- [Assignment] Note each line in the data below that holds "target", and copy it.

- [Source data]
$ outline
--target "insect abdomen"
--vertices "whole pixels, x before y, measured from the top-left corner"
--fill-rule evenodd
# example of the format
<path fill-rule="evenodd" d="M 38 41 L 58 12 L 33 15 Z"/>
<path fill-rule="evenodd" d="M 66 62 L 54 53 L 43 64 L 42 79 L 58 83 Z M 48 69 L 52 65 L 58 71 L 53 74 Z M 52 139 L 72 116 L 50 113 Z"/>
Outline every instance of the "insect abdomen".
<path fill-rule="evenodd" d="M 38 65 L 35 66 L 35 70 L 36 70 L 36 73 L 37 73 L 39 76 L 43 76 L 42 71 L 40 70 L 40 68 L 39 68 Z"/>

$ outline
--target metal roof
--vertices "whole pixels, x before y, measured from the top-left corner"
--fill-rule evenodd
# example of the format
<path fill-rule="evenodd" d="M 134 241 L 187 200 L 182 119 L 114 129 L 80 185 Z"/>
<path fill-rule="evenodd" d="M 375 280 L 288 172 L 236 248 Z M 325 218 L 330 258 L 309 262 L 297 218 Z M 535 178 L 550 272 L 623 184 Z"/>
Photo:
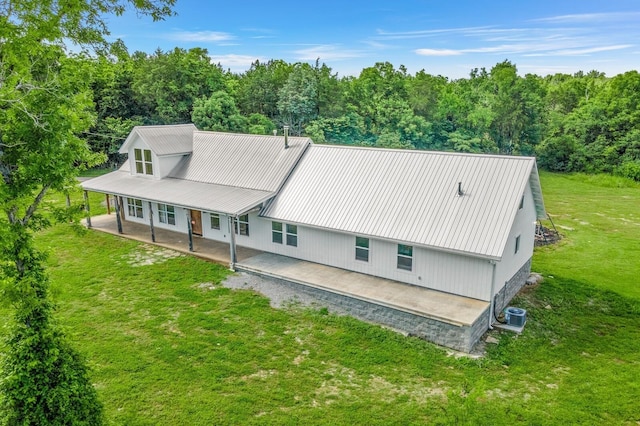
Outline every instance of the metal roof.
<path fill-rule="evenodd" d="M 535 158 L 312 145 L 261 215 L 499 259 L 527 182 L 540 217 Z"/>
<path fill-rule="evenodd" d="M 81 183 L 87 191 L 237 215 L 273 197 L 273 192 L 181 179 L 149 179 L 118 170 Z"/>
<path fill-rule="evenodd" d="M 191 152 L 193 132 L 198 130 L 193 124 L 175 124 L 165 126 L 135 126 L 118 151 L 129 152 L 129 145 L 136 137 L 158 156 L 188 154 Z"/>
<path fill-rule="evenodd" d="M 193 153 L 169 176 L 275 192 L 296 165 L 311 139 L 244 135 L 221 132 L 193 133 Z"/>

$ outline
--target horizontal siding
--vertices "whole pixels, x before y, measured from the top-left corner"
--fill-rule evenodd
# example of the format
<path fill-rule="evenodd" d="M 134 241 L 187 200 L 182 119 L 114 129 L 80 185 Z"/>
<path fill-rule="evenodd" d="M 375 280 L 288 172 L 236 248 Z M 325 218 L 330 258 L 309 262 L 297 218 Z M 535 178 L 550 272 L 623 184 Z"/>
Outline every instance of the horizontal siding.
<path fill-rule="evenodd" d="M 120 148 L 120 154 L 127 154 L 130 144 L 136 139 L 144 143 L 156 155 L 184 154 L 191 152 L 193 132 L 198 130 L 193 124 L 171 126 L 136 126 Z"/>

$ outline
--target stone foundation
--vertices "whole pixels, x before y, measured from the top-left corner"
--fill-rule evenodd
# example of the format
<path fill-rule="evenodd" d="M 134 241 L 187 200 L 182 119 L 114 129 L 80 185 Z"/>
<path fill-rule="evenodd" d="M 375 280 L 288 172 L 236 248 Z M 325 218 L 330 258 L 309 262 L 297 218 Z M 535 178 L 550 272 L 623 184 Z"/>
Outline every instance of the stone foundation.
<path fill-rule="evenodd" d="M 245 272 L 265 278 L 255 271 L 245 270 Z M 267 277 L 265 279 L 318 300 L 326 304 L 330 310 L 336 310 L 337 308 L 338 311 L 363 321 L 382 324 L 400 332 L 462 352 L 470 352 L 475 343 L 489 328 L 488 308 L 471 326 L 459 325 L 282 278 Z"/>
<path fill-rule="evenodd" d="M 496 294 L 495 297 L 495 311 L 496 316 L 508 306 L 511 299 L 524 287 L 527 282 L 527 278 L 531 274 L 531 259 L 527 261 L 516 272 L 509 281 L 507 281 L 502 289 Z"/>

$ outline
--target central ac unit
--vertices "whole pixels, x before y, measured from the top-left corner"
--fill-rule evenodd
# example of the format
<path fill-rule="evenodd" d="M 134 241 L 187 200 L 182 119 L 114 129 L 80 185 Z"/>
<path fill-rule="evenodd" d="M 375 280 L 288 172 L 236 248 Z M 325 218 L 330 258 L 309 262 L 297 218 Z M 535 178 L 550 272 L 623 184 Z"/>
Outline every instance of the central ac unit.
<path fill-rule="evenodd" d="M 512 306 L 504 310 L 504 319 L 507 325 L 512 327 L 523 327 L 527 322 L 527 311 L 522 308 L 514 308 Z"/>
==
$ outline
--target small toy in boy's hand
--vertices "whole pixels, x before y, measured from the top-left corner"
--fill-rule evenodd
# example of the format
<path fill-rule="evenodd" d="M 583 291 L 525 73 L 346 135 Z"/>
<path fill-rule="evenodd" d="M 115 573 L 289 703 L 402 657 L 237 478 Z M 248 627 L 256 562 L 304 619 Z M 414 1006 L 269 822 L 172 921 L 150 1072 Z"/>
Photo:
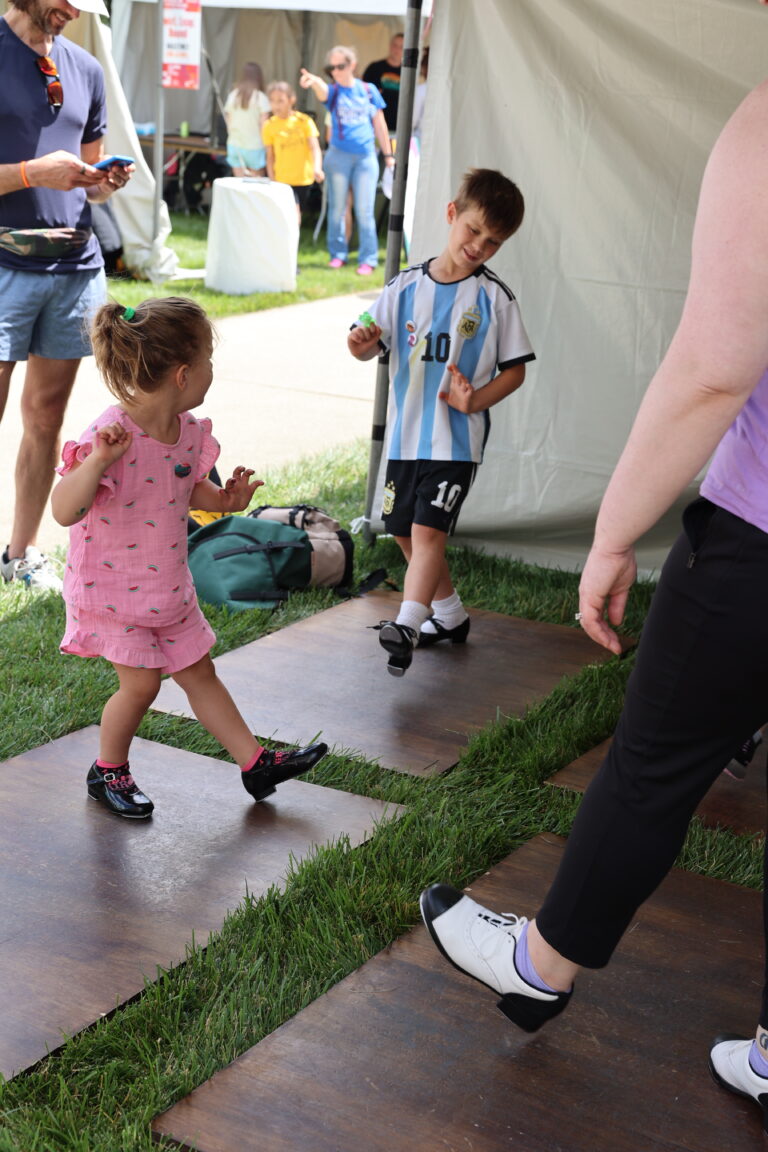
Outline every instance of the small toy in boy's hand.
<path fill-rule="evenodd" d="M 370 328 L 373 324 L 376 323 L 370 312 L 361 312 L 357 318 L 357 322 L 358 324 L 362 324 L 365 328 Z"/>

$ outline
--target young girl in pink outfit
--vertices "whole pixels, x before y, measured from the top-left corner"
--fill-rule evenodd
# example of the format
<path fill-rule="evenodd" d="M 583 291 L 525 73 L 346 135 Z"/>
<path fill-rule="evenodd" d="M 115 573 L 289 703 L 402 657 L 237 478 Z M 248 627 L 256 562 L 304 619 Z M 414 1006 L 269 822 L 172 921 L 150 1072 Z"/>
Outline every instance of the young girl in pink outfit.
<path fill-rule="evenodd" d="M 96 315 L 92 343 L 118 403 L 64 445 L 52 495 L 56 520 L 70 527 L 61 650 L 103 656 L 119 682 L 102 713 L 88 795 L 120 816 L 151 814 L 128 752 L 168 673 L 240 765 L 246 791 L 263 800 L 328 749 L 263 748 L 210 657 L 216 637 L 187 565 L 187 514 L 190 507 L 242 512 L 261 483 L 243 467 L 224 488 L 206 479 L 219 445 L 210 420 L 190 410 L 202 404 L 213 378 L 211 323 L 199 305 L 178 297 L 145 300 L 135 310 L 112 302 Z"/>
* * *
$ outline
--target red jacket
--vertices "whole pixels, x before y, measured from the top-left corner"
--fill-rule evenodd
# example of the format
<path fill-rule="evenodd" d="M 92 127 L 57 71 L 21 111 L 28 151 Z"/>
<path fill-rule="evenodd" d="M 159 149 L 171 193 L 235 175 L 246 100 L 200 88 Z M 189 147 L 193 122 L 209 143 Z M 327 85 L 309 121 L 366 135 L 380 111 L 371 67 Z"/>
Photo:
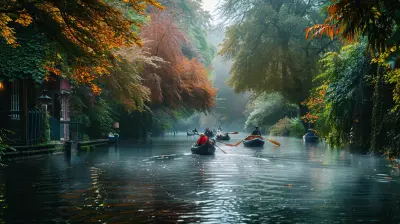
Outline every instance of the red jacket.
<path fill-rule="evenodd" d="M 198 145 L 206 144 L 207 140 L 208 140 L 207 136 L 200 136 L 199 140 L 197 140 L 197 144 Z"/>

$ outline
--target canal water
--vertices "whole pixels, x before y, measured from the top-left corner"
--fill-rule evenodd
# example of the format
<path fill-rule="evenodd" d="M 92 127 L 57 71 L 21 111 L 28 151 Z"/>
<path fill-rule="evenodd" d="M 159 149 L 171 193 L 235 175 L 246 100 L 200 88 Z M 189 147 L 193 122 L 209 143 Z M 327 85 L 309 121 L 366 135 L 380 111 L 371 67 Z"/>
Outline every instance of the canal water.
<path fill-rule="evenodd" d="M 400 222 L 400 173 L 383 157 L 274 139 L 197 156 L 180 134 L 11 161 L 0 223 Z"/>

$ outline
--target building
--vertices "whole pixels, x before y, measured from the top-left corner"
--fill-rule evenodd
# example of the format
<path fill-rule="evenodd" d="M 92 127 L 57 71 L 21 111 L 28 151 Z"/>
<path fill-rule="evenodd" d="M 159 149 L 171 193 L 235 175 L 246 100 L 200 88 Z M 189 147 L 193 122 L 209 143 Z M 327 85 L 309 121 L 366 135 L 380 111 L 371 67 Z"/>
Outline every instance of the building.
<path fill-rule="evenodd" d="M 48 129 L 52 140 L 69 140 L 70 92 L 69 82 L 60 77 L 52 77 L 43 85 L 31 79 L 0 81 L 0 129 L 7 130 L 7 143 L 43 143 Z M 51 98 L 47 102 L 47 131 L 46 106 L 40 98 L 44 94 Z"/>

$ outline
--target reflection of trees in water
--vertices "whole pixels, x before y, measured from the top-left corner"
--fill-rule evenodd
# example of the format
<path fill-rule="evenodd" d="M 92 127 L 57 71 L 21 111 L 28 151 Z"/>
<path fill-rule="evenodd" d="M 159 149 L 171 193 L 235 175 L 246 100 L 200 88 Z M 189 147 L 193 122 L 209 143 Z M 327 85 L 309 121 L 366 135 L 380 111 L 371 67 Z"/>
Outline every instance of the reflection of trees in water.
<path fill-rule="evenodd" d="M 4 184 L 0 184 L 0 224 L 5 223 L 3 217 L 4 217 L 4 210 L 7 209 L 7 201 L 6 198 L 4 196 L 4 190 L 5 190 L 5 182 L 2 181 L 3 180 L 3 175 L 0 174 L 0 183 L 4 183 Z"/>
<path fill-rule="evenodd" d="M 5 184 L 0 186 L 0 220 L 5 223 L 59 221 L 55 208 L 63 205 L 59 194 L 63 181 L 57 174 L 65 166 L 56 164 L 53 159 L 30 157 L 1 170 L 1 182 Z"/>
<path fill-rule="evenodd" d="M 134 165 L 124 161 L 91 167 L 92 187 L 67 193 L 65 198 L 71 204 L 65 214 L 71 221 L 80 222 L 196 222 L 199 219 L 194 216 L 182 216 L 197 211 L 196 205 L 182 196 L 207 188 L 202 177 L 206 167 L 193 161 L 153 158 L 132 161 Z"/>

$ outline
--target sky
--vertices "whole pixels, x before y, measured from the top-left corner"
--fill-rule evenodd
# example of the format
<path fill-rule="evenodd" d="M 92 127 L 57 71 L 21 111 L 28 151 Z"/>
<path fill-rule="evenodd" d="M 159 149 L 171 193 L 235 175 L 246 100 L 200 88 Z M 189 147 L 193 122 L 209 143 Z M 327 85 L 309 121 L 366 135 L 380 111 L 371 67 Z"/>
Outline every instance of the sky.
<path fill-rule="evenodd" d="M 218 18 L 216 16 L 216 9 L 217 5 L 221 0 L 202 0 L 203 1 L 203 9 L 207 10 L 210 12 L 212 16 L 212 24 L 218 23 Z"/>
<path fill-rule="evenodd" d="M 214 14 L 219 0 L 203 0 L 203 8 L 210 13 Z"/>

- [Finished task]
--target "insect abdomen"
--target metal roof
--target horizontal siding
--target stone foundation
--target central ac unit
--target small toy in boy's hand
--target young girl in pink outfit
--target red jacket
--target canal water
--target building
--target reflection of trees in water
--target sky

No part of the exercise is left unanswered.